=== Begin Enclosure ===
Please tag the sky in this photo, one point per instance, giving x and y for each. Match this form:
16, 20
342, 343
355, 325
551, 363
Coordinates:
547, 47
=== End Enclosure ===
- _WORK REQUIRED_:
Copy task. Give back the whole listing exactly as written.

- _RESULT FOR THIS EXERCISE_:
Please tag the sky in this photo, one point per instance, giving x and y for each. Match this form:
16, 20
342, 343
355, 325
551, 363
Coordinates:
547, 47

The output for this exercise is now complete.